■ WORK TO BE COMPLETED ■
Please reproduce each line of the data below as it stands.

■ DATA TO USE ■

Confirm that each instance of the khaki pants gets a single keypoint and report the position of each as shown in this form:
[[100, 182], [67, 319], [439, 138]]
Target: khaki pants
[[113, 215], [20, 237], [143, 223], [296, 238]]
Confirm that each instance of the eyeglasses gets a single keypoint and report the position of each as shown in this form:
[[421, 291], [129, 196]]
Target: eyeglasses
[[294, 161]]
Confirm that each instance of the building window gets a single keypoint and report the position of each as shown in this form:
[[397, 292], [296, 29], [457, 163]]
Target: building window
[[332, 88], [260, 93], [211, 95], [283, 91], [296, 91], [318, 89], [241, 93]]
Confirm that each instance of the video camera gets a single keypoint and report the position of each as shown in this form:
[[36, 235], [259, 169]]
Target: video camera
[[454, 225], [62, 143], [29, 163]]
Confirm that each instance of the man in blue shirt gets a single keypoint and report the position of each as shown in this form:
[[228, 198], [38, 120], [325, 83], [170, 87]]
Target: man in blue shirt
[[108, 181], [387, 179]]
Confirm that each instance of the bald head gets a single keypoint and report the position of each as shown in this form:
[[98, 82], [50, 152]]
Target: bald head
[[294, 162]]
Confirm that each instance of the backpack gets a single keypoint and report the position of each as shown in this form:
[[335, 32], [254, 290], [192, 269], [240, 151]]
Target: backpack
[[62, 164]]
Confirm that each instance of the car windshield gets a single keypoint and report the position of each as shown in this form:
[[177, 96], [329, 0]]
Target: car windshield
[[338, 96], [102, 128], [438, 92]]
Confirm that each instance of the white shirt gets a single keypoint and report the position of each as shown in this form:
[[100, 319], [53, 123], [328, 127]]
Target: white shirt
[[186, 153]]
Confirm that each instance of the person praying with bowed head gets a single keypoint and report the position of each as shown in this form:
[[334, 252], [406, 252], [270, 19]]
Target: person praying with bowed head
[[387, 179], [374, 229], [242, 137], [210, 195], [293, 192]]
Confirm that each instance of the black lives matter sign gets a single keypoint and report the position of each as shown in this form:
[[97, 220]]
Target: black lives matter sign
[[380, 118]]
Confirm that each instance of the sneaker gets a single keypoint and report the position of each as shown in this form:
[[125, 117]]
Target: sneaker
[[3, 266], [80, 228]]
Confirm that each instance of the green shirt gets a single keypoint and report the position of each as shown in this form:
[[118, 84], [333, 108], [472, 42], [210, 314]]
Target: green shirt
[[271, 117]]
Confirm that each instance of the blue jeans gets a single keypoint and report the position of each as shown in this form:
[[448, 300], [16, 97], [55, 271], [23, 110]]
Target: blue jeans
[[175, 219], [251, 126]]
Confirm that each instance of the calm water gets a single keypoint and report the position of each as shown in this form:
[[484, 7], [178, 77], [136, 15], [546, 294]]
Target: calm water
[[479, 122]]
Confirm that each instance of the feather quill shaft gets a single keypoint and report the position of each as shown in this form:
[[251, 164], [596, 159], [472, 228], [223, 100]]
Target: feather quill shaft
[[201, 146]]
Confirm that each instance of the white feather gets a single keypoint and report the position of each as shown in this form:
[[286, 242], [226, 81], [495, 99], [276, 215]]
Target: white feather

■ RESULT OF THIS TASK ■
Confirm that each instance of the khaki pants gets a single keypoint and report the position of each as shown in this form:
[[100, 182], [67, 319], [439, 138]]
Target: khaki pants
[[113, 215], [20, 237], [143, 223], [296, 238]]
Confirm that each instance of the eyeglasses gets a single keypoint and report the position of each as shown in this form:
[[421, 291], [129, 196]]
Target: eyeglasses
[[294, 161]]
Confirm that each instance of the building window gets a single keypoint and report the position of each as shown in this form:
[[397, 292], [296, 29], [457, 163]]
Target: building window
[[332, 88], [260, 93], [211, 95], [283, 91], [296, 91], [318, 89], [241, 93]]
Confirm that each instance of the video camera gets a single keypoint and report the position of each as shown in this form:
[[36, 235], [259, 169]]
Target: video camera
[[454, 225], [62, 143], [29, 163]]
Confirm that each instance of the man in blue shirt gets a single keypoint and report the position of each as shown in this form:
[[228, 198], [38, 120], [325, 83], [170, 87]]
Target: man in blue shirt
[[108, 181], [387, 179]]
Confirm that each instance of the bald head gets a single keypoint and report the position of each as shown in this form:
[[98, 82], [50, 152]]
Target: bald head
[[294, 162]]
Confirm that each instance of the backpack gets a single keypoint and report the position of each as shown in this form:
[[335, 32], [254, 290], [192, 269], [240, 151]]
Target: backpack
[[62, 164]]
Confirm that each instance of the car windshield gets a single keypoint and report the position of each as shown in this form:
[[177, 96], [329, 0]]
Target: car windshield
[[338, 96], [102, 128], [438, 92]]
Confirm that each instance of the white shirt gets a single keypoint and report the position of each as shown in this form:
[[100, 319], [53, 123], [328, 127]]
Target: white shirt
[[186, 153]]
Confirm that each instance of the person praying with bowed head gets a single keypoint and report the position of each as shown in this form:
[[334, 252], [406, 252], [270, 19]]
Target: person praying with bowed head
[[387, 179], [374, 229], [242, 137], [210, 195], [293, 192]]
Confirm that each instance of the black lives matter sign gets a single keypoint and report the position of each as shown in this form:
[[97, 220]]
Target: black lives matter sign
[[380, 118]]
Confirm that each instance of the sneaker gets a single keypoint and report the position of each as shown in this form:
[[125, 117]]
Target: sneaker
[[3, 266], [80, 228]]
Confirm that each instance of the green shirt gets a single keypoint and report the position of each as shown in this form:
[[118, 84], [333, 108], [472, 42], [210, 314]]
Target: green shirt
[[271, 117]]
Confirm that each instance of the blue jeans gets a single keypoint and report the position of each as shown in this form:
[[448, 300], [16, 97], [55, 271], [23, 110]]
Target: blue jeans
[[175, 219], [251, 126]]
Confirm that each instance of the calm water gets a single keypoint and report the position of each as shown in this form:
[[484, 7], [178, 77], [136, 15], [546, 294]]
Target: calm water
[[479, 122]]
Confirm that each instance of the feather quill shaft gets a single keypoint and report the position of each as shown in this form:
[[251, 164], [596, 159], [472, 228], [223, 100]]
Target: feather quill shaft
[[201, 146]]
Confirm that each instance of the white feather gets a single keypoint and report the position of each as shown in this form:
[[286, 242], [226, 81], [495, 99], [276, 215]]
Target: white feather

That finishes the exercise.